### Task statement
Whichever lines include the word "building", copy them as they appear in the data.

Dataset records
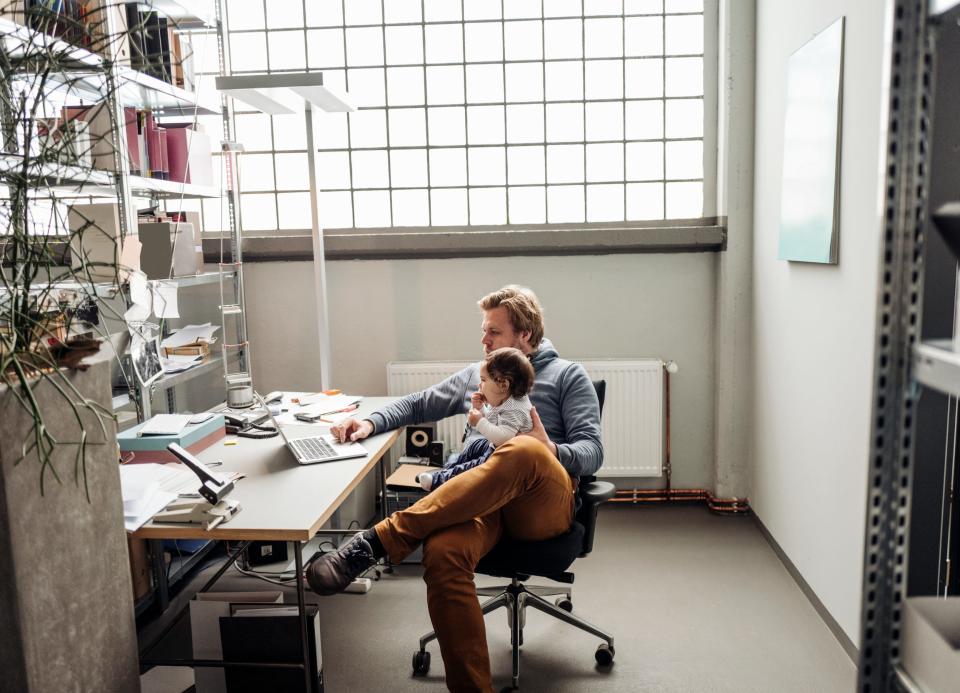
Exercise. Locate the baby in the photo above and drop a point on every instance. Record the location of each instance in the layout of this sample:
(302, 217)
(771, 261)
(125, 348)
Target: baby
(499, 411)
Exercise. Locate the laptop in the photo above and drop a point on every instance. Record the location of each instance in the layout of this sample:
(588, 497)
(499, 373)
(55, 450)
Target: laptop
(316, 449)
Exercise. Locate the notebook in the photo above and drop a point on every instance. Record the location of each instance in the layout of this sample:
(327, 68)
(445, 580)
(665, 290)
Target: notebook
(314, 449)
(165, 424)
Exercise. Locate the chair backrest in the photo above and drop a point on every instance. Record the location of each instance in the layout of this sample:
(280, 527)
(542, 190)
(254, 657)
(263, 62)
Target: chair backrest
(589, 488)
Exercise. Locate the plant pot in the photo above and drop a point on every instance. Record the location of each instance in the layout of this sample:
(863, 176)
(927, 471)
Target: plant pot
(65, 592)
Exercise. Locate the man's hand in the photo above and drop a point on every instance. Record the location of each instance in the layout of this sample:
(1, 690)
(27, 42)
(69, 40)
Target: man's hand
(351, 429)
(540, 433)
(473, 418)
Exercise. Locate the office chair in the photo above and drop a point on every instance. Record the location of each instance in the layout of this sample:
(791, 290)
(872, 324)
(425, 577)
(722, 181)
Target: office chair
(520, 560)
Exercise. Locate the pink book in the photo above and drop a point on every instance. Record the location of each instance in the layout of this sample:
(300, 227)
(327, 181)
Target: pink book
(162, 456)
(164, 165)
(177, 160)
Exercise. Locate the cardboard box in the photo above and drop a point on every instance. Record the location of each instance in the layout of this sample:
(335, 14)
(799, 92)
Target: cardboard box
(195, 349)
(930, 643)
(195, 438)
(189, 156)
(95, 243)
(206, 610)
(139, 567)
(101, 136)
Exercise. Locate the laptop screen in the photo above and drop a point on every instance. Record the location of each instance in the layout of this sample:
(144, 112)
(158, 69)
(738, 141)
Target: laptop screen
(270, 414)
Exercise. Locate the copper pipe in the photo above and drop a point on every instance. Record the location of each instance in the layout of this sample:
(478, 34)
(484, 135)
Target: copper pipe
(636, 496)
(667, 468)
(680, 495)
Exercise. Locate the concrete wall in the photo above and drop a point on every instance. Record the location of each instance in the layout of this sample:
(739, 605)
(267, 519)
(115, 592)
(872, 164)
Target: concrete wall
(814, 324)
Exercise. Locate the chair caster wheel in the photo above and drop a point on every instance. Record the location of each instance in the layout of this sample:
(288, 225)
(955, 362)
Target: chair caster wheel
(421, 662)
(604, 654)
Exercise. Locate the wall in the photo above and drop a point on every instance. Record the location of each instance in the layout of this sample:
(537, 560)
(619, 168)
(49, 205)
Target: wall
(613, 306)
(814, 324)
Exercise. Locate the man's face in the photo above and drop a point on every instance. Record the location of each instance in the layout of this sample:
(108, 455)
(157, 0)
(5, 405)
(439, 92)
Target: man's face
(498, 332)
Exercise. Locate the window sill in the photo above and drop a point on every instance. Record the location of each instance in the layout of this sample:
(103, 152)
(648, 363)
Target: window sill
(675, 236)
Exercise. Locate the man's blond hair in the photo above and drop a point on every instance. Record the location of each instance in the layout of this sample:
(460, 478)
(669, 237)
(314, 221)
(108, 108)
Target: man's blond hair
(522, 306)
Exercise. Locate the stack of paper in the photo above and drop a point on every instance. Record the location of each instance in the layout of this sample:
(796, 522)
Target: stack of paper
(322, 404)
(191, 334)
(143, 495)
(176, 363)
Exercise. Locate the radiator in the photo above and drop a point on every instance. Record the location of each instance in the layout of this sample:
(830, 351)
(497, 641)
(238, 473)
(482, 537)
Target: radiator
(633, 412)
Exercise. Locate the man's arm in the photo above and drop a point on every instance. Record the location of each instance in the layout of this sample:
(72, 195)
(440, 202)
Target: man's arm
(581, 453)
(437, 402)
(498, 435)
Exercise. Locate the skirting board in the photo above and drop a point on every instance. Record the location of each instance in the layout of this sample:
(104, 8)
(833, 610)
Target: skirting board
(852, 652)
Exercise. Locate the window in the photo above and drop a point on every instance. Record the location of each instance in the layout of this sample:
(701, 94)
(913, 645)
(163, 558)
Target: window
(481, 112)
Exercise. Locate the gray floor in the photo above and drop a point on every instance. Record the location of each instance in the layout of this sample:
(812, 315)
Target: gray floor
(696, 602)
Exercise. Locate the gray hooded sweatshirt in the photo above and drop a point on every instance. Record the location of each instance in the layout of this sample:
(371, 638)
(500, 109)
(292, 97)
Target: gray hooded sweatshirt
(562, 393)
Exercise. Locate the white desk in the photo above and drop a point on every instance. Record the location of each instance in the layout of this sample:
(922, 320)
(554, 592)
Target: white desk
(280, 501)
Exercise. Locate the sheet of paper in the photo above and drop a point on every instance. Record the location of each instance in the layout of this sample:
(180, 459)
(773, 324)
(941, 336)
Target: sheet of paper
(136, 313)
(327, 404)
(165, 300)
(140, 290)
(170, 365)
(190, 334)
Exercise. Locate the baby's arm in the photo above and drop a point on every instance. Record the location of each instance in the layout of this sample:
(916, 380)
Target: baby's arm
(498, 435)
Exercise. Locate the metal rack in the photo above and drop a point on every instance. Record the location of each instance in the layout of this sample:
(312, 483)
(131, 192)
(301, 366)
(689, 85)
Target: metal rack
(916, 362)
(301, 92)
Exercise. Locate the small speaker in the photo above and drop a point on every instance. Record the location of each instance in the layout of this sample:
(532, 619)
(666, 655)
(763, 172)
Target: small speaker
(436, 453)
(418, 440)
(266, 552)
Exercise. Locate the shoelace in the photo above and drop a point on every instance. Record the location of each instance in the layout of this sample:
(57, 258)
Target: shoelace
(357, 557)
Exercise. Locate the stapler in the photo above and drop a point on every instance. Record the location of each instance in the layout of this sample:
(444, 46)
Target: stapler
(193, 512)
(211, 511)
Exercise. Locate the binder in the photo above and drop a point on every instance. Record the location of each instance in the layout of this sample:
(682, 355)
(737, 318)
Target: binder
(259, 635)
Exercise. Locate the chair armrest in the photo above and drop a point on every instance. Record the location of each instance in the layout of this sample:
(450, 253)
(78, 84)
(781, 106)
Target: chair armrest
(597, 492)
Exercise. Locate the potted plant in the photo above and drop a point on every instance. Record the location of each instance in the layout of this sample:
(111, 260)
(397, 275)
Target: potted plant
(65, 588)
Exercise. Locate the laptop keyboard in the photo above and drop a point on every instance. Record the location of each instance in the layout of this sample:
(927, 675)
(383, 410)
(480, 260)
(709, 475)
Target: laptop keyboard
(313, 448)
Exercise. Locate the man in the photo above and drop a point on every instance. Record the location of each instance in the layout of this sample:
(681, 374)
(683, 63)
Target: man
(526, 488)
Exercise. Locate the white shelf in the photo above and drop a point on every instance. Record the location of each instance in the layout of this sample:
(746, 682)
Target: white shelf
(169, 189)
(936, 364)
(20, 41)
(285, 93)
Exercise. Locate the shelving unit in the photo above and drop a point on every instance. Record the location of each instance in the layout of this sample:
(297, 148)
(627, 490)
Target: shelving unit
(302, 92)
(912, 503)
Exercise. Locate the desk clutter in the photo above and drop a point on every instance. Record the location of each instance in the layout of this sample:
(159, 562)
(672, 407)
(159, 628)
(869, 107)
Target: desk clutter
(252, 627)
(136, 447)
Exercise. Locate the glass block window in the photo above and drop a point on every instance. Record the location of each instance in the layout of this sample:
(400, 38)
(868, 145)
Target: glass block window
(477, 112)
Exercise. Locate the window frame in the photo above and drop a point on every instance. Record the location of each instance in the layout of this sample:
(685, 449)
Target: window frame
(706, 233)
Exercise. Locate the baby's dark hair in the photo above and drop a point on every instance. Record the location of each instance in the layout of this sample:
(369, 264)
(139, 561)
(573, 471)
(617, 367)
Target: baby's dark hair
(513, 366)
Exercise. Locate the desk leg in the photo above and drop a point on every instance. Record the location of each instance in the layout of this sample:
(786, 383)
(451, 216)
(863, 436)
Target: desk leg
(302, 611)
(173, 622)
(387, 567)
(383, 487)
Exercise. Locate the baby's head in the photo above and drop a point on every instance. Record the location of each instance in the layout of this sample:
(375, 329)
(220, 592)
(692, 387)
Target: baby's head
(511, 370)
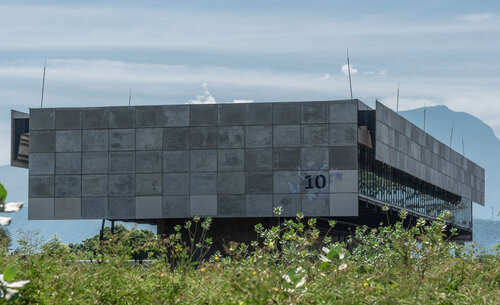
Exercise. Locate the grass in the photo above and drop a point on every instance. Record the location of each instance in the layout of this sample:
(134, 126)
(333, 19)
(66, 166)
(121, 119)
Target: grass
(288, 264)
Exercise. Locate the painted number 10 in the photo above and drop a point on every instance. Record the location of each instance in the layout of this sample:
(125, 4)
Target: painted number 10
(319, 182)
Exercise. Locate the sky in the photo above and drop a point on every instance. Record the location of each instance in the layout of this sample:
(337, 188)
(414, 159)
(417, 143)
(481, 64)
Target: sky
(176, 52)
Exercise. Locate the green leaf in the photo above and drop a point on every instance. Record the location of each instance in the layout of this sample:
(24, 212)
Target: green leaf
(325, 265)
(3, 194)
(9, 274)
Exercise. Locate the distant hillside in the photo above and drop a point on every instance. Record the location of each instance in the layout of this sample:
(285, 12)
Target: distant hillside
(481, 146)
(486, 233)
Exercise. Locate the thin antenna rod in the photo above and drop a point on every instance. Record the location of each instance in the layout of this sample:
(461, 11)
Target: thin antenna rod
(43, 82)
(349, 71)
(424, 115)
(397, 102)
(451, 136)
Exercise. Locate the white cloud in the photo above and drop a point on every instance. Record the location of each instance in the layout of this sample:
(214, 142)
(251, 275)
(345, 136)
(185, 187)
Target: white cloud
(205, 98)
(325, 76)
(345, 69)
(475, 17)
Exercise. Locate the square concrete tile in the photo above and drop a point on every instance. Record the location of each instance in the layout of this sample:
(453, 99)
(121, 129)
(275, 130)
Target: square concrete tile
(175, 206)
(259, 113)
(203, 205)
(68, 208)
(203, 183)
(94, 207)
(149, 139)
(148, 207)
(95, 163)
(149, 116)
(122, 185)
(315, 158)
(231, 137)
(316, 181)
(316, 204)
(315, 135)
(40, 208)
(287, 182)
(344, 111)
(286, 158)
(68, 140)
(122, 162)
(95, 118)
(41, 163)
(148, 161)
(231, 159)
(259, 136)
(69, 118)
(260, 182)
(42, 119)
(95, 185)
(286, 136)
(202, 137)
(259, 205)
(287, 113)
(343, 134)
(41, 186)
(69, 163)
(176, 184)
(231, 183)
(95, 140)
(68, 186)
(231, 205)
(314, 112)
(42, 141)
(175, 138)
(121, 117)
(203, 160)
(176, 161)
(121, 207)
(203, 115)
(121, 139)
(175, 115)
(232, 114)
(148, 184)
(259, 159)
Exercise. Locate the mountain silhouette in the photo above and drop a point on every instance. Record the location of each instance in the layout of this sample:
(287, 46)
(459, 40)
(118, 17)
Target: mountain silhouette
(480, 145)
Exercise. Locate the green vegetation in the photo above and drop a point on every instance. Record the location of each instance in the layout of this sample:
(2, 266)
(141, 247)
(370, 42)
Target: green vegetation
(287, 264)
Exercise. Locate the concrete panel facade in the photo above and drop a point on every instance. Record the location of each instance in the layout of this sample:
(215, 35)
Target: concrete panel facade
(404, 146)
(178, 161)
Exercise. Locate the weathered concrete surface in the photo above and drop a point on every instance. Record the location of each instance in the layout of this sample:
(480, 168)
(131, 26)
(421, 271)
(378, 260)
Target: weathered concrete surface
(176, 161)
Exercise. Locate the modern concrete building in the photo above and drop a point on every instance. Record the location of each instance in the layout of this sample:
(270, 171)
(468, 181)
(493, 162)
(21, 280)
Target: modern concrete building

### Task answer
Exercise. Locate the modern concrete building in the photo above and drop a point on every instance. Record the location of each instance in the layout of this sample:
Target: modern concrete building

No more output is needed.